Problem details -> Filter the records below, keeping only each line that contains the word "fireplace", and copy those lines unchanged.

Extracted records ->
+++
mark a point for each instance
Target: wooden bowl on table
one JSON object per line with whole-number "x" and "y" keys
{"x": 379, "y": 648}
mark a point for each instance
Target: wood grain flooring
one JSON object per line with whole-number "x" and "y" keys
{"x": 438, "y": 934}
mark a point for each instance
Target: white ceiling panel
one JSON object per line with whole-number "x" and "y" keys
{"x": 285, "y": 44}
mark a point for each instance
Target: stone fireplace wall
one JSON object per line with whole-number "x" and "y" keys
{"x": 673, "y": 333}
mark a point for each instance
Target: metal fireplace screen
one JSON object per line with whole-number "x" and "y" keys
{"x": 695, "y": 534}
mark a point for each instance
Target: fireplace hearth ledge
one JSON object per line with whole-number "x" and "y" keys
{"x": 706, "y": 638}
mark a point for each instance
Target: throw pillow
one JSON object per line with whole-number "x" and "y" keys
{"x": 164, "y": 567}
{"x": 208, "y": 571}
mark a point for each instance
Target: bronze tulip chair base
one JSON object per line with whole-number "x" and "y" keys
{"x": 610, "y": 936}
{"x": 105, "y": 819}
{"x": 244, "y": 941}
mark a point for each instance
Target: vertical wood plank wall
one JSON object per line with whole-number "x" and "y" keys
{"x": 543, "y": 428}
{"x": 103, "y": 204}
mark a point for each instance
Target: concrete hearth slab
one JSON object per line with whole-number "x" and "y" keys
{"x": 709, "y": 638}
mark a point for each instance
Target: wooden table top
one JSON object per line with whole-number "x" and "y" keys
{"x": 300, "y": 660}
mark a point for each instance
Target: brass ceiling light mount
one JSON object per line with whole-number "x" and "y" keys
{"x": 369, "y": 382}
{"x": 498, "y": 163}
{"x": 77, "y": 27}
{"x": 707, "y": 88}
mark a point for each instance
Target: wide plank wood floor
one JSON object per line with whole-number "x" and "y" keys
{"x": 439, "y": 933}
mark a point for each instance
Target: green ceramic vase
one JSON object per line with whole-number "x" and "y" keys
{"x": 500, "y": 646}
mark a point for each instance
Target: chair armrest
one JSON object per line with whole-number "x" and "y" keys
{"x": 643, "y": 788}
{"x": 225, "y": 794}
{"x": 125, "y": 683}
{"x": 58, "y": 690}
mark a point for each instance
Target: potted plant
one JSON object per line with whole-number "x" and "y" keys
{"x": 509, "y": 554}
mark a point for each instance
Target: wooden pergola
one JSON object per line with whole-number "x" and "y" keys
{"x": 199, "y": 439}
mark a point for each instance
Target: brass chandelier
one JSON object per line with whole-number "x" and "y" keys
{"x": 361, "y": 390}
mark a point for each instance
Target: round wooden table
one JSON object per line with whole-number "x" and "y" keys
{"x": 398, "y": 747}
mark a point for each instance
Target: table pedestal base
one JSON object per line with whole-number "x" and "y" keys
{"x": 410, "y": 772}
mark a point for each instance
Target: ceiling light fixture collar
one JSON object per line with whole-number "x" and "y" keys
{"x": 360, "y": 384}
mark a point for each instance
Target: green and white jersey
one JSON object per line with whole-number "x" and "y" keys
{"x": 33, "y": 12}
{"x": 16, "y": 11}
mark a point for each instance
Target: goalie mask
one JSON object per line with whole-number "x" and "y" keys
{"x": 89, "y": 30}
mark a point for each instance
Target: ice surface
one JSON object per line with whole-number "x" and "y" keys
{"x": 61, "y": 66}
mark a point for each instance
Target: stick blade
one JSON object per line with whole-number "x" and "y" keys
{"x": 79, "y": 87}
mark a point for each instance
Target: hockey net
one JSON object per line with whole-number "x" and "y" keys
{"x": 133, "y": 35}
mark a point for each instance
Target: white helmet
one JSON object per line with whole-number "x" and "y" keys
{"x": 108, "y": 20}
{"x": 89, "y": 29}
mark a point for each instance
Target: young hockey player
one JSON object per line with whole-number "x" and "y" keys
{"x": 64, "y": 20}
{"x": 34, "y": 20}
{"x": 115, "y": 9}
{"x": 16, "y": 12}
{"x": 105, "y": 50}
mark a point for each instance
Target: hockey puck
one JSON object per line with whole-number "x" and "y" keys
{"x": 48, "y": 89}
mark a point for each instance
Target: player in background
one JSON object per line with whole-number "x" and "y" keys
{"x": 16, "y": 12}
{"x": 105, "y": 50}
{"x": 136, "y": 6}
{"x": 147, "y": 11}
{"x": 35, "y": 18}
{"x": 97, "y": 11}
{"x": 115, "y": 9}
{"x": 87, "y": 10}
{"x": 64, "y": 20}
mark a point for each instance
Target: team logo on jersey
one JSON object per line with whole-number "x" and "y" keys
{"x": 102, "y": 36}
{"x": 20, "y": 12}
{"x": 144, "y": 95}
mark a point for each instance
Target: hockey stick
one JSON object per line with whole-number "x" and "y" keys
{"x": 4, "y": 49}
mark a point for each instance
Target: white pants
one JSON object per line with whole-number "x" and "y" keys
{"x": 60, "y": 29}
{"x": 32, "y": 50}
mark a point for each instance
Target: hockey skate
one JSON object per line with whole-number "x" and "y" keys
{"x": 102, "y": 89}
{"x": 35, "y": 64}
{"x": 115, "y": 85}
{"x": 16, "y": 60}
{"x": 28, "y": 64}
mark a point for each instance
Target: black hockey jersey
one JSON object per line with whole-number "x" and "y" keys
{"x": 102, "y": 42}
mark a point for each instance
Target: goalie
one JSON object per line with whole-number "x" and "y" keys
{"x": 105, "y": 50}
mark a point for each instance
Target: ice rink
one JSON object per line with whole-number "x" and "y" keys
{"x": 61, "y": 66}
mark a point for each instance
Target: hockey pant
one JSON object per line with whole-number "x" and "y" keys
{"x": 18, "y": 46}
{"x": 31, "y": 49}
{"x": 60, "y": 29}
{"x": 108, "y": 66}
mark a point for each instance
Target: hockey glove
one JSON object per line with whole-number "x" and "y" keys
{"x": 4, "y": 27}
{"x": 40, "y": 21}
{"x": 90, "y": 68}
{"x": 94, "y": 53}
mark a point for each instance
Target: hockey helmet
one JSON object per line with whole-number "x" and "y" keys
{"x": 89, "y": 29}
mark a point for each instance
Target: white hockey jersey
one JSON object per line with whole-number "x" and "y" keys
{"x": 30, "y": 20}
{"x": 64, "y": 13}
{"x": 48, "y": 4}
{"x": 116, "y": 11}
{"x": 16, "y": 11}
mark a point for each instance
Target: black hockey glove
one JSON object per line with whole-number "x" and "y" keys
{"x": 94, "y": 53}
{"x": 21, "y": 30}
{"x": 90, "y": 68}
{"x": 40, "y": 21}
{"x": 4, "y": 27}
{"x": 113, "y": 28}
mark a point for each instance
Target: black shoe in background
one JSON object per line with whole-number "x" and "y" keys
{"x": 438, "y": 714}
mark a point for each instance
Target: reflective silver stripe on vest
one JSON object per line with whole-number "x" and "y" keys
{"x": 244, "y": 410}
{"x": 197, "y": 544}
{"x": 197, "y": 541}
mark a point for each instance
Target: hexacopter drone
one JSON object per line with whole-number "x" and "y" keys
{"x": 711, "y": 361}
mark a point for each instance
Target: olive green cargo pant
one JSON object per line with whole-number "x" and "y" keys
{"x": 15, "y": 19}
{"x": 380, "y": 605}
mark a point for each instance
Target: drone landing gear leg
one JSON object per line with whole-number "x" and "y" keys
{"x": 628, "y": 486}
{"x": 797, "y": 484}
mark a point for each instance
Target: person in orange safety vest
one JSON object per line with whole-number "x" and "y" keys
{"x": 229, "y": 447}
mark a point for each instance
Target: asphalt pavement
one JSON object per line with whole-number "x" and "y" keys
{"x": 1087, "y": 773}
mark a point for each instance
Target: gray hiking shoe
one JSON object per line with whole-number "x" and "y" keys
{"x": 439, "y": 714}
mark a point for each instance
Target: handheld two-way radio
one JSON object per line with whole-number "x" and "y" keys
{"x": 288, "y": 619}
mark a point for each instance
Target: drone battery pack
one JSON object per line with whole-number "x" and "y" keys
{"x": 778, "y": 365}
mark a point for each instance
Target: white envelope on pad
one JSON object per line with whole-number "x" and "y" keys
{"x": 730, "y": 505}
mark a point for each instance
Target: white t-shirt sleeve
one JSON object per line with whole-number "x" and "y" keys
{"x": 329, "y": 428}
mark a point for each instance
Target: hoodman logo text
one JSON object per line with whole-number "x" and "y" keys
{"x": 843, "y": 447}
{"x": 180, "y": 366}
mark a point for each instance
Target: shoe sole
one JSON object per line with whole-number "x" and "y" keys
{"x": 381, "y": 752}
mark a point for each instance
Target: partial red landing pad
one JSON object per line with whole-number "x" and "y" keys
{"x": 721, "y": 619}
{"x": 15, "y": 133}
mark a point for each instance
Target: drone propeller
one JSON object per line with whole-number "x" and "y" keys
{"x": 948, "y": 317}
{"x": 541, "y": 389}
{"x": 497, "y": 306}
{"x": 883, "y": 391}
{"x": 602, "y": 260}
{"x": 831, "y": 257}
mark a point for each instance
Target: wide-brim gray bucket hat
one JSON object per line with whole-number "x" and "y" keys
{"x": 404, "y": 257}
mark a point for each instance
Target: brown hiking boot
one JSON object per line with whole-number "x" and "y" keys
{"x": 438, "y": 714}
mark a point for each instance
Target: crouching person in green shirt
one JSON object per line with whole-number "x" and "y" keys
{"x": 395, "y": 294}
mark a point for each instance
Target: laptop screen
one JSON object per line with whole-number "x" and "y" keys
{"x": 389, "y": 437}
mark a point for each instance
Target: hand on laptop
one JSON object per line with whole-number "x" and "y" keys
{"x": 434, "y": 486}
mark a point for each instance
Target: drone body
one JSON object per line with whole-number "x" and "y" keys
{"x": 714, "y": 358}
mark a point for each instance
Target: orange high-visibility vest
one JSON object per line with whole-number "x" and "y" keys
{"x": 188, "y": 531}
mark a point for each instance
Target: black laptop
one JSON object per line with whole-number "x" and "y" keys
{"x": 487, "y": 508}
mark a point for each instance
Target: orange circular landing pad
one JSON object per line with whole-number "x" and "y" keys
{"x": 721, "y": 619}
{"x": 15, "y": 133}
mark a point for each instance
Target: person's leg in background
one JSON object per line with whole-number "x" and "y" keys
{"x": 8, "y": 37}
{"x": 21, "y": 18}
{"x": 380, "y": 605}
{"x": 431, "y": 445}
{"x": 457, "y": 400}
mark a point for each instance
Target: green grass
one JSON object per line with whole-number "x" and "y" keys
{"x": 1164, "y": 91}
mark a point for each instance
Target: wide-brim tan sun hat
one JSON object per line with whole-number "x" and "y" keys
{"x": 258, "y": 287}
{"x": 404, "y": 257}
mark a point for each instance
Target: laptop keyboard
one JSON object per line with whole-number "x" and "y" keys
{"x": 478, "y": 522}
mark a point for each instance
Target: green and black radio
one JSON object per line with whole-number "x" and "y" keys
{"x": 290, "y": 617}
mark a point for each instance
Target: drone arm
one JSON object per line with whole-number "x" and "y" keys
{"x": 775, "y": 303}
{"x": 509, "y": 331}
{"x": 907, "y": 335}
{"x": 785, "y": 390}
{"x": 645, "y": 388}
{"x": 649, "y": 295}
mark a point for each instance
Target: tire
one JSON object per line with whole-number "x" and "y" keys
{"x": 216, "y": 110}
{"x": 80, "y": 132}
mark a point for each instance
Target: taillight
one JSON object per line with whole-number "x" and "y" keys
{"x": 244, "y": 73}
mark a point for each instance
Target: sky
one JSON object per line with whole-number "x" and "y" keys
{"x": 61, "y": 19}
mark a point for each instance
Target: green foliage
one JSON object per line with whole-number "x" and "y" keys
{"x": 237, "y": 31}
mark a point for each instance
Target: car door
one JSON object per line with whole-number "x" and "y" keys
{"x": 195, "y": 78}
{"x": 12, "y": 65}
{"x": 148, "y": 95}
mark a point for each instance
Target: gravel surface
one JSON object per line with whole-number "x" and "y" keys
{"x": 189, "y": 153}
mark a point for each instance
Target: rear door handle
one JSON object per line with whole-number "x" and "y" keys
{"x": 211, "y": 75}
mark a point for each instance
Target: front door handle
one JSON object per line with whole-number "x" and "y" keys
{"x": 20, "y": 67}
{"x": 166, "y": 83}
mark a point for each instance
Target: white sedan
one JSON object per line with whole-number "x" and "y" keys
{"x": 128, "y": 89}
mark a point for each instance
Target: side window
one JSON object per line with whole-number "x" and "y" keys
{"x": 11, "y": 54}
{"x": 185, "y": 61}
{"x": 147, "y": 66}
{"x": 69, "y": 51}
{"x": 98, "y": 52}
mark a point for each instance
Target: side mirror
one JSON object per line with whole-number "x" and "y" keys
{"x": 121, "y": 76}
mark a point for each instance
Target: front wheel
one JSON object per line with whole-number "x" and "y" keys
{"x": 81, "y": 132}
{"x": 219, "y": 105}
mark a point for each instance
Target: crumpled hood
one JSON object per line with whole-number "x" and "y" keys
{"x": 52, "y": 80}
+++
Exercise result ->
Target: stone fireplace wall
Target: metal fireplace screen
Target: fireplace hearth ledge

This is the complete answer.